Given request ::
Render the lines of the material below as a numbered list, skipping any blank lines. Include only the lines from the one containing "Expected output, for every instance of the bus wheel, the" through the end of the material, with both ends included.

══ Listing

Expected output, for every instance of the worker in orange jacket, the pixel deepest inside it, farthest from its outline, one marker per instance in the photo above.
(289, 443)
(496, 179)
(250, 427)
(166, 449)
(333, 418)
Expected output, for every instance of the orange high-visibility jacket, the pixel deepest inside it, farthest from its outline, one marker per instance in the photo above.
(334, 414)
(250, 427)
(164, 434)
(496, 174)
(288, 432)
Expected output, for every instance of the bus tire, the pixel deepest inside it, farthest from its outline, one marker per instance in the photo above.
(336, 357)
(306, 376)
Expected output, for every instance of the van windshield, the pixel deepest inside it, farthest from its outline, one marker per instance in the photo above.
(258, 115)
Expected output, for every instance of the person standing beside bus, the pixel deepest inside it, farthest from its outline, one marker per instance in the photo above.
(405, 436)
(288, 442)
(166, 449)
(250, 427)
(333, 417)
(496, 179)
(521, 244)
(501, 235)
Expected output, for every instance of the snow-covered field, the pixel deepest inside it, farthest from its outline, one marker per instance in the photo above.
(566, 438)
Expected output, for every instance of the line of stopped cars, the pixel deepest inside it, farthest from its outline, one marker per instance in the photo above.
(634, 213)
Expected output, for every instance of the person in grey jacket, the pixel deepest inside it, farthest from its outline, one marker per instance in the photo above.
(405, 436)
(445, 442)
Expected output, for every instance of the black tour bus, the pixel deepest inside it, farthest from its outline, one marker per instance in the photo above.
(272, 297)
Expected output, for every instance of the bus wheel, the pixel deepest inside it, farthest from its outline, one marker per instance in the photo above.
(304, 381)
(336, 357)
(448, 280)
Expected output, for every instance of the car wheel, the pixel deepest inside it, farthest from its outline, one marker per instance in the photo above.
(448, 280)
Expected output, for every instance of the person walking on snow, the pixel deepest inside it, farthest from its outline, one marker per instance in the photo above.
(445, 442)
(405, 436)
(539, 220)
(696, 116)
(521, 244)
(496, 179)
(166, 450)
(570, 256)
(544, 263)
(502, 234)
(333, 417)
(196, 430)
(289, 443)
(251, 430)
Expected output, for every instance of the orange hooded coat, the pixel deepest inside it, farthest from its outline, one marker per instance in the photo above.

════

Finished answer ::
1. Expected output, for every instance of the bus wheel, the pixel deepest inside it, farthest from its outline, one marker per instance in the photo above.
2. (304, 381)
3. (336, 357)
4. (448, 280)
5. Expected output, for every instance of the car wheel, the pixel deepest inside it, farthest from its outline, one marker per instance in the photo above.
6. (448, 280)
7. Expected output, for every instance of the person walking on snow, the pixel deepest inside it, farthest from its outline, one marker per instance in the photo above.
8. (445, 442)
9. (405, 436)
10. (539, 220)
11. (696, 116)
12. (521, 244)
13. (496, 179)
14. (166, 450)
15. (570, 256)
16. (544, 263)
17. (502, 234)
18. (333, 417)
19. (196, 430)
20. (289, 443)
21. (251, 430)
22. Expected output, for every instance of the orange hooded coat, the pixel deepest inside it, farthest from its outline, one marker per instance in the photo above.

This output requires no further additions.